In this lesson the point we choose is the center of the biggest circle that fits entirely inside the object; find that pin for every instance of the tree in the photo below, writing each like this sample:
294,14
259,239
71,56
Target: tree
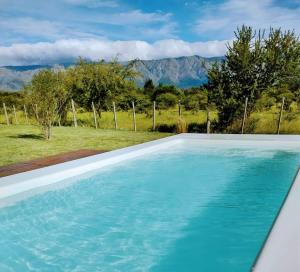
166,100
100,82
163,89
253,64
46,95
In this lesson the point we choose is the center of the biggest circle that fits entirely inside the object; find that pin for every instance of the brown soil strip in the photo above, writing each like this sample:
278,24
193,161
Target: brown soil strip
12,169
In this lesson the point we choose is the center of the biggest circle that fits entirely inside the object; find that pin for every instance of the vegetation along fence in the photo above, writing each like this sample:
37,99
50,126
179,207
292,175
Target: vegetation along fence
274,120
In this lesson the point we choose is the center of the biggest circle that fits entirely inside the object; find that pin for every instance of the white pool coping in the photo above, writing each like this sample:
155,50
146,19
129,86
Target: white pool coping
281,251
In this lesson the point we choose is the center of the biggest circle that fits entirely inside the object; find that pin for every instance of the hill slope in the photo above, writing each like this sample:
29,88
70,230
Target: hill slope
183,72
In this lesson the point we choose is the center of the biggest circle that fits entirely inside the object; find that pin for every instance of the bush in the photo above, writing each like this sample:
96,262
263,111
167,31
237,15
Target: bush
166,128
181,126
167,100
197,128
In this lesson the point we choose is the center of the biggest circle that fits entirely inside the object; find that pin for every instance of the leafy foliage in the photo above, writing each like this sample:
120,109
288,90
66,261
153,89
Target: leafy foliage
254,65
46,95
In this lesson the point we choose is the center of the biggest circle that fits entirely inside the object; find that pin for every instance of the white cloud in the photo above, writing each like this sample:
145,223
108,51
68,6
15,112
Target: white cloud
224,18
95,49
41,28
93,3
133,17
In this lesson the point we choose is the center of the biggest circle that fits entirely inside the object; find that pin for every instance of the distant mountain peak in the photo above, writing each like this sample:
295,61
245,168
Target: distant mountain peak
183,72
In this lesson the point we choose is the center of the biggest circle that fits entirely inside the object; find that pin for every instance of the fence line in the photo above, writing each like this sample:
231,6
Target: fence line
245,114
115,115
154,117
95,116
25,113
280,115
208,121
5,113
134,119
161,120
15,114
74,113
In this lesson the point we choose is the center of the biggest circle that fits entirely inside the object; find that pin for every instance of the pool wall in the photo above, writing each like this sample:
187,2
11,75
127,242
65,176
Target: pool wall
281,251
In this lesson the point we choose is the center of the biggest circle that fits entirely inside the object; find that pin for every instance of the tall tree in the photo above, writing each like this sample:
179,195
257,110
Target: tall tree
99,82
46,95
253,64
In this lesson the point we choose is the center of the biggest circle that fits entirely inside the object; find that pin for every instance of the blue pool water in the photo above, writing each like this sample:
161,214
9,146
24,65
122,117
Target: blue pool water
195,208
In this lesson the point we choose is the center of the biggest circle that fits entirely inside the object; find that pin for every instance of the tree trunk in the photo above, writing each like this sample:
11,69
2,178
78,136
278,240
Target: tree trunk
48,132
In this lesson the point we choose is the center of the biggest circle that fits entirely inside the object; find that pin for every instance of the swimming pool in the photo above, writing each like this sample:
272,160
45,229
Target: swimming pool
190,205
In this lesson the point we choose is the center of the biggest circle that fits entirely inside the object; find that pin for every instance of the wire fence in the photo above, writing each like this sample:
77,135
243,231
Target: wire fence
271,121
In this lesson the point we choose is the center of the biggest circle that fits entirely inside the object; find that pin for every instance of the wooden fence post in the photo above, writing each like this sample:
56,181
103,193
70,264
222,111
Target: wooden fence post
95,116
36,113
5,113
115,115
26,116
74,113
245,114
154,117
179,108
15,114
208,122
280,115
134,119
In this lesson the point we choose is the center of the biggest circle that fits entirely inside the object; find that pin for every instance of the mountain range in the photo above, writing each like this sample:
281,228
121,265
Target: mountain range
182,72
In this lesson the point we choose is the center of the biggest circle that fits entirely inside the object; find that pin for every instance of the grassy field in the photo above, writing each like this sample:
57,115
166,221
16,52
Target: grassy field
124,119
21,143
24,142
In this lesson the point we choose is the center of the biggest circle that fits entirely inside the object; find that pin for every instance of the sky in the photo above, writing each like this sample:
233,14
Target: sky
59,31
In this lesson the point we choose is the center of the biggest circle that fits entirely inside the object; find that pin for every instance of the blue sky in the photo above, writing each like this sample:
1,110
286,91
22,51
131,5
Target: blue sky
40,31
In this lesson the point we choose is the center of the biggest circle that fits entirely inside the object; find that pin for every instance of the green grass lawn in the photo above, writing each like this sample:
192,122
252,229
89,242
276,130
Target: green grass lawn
══════
> [DESCRIPTION OF THE TASK] Could you transcribe all of the data exactly and omit the pictures?

> [SOLVED EXERCISE]
In this lesson the point we choose is the center of the biggest circle that fits entirely inside the object; find that pin for every instance of the tree in the photo below, writing each like this sample:
294,14
259,239
71,56
Target: tree
166,100
100,82
163,89
253,64
46,95
In this lesson the point we choose is the center of the biggest circle that fits entirely inside the object; find that pin for every instance of the brown soil strip in the photo above, writing each like this sample:
278,24
193,161
Target: brown soil strip
12,169
In this lesson the point we choose is the center of the biggest circle that fits entirely inside the object; find that pin for every instance of the vegetation along fence in the photo above, writing each like this sample:
37,99
50,126
179,207
292,175
Target: vegetation along fence
274,120
In this lesson the point we choose is the center of the biggest circle that fits entirely inside the object; find that pin for every instance of the white pool coping in the photo above, writing each like this sample:
155,50
146,19
129,86
Target: white pool coping
281,251
In this lesson the point we choose is the center of the biggest circle that fits entirely inside the object; find that pin for every instance of the hill slope in the photo above, writing each like this sample:
29,88
70,230
Target: hill slope
183,72
In this lesson the point we choose is the center of the biggest circle that fits entirely inside the object; find that pin for every instance of the bush in the photo above, writing each like this sample:
96,262
263,111
167,31
237,15
Target: bush
166,128
181,126
167,100
197,128
In this lesson the point we choose is the center of the biggest circle that fits entirely inside the object; find that pin for every instance of the leafy foliage in the photo above, writing each like this sample:
120,109
288,90
66,261
153,89
Target: leafy foliage
254,65
46,95
In this lesson the point we choose is the center of the biggest circle that fits entirely inside the object; find that pin for every instance of the white cloud in the photo above, writing each like this sample:
145,223
108,51
68,6
15,112
Target: white cloud
224,18
95,49
41,28
93,3
133,17
In this lesson the point we choose is the center of the biggest circle that fits entirely inside the object; find that pin for every instance of the distant mountain peak in the photo above, writing each like this sample:
295,61
245,168
Target: distant mountain peak
183,72
In this lesson the point we choose is the center of the biggest circle that fits entirely inside the object; find that pin for every instance of the fence line in the photo above, writing each like this sample:
231,6
Target: fence line
245,114
115,115
154,117
95,116
25,113
280,115
208,121
5,113
134,119
161,120
15,114
74,113
In this lesson the point we choose is the center of the biggest circle that fits entirely inside the object; find that pin for every instance of the pool wall in the photo above, writing each like this sample:
187,2
11,75
127,242
65,176
Target: pool wall
281,251
In this lesson the point we choose is the center of the biggest circle that fits entirely inside the object; find that pin for every instance of the tall tree in the photo above, writing each like this sample:
179,195
257,110
Target: tall tree
99,82
46,95
253,64
In this lesson the point we choose is the center of the biggest circle that fits entirely inside the object; find that pin for every instance of the blue pool water in the photo above, writing each like this sample:
161,214
9,146
24,65
122,117
Target: blue pool water
195,208
In this lesson the point we choose is the center of the biggest circle that fits entirely inside the object; find that pin for every instance of the tree trunk in the photo above, writing each like this sample:
11,69
2,178
78,136
278,240
Target: tree trunk
48,132
In this lesson the point we choose is the center of the biggest circle that fits entirely inside the object; find that pin for every instance of the swimming pool in the photo above, writing each like this sample:
272,160
45,229
Target: swimming pool
190,205
In this lesson the point we choose is the center of the biggest circle that fits entirely inside the object; find that pin for every instance of the wire fence in the photo above, writing each like this sample:
77,135
243,231
Target: wire fence
271,121
In this lesson the point we choose is the center of the biggest circle that fits entirely inside the object; find that pin for every instance of the wooden fence post in the photo above, writing each like this sample:
56,181
103,193
70,264
222,111
Target: wooden fence post
95,116
36,113
5,113
115,115
26,116
74,113
245,114
154,117
179,108
15,114
208,122
280,115
134,119
In this lesson the point we choose is the center of the biggest circle that fits entirely inside the object; find that pin for every instance of the mountain range in the photo above, writing each like this sample:
281,228
121,265
Target: mountain range
182,72
In this lesson the point we choose is the center of the biggest circle that fits entirely inside the object; find that pin for every instance of the grassy field in the photo above, writing each like this sample:
57,115
166,221
16,52
Target: grassy field
124,119
21,143
24,142
In this lesson the point we choose is the center of the biggest circle that fits entirely inside the object; find that pin for every instance of the sky in the photo above, writing each like this sample:
233,14
Target: sky
59,31
In this lesson the point we choose is the center of the biggest circle that fits entirely inside the object; find that pin for every instance of the blue sky in the photo above, writing each like this sample:
1,110
286,91
22,51
131,5
Target: blue sky
40,31
In this lesson the point we choose is the center of the biggest circle that fits entirely inside the object; find that pin for every instance of the green grass lawn in the photo above, writing each like this sample:
192,122
252,229
89,242
276,130
Target: green grass lawn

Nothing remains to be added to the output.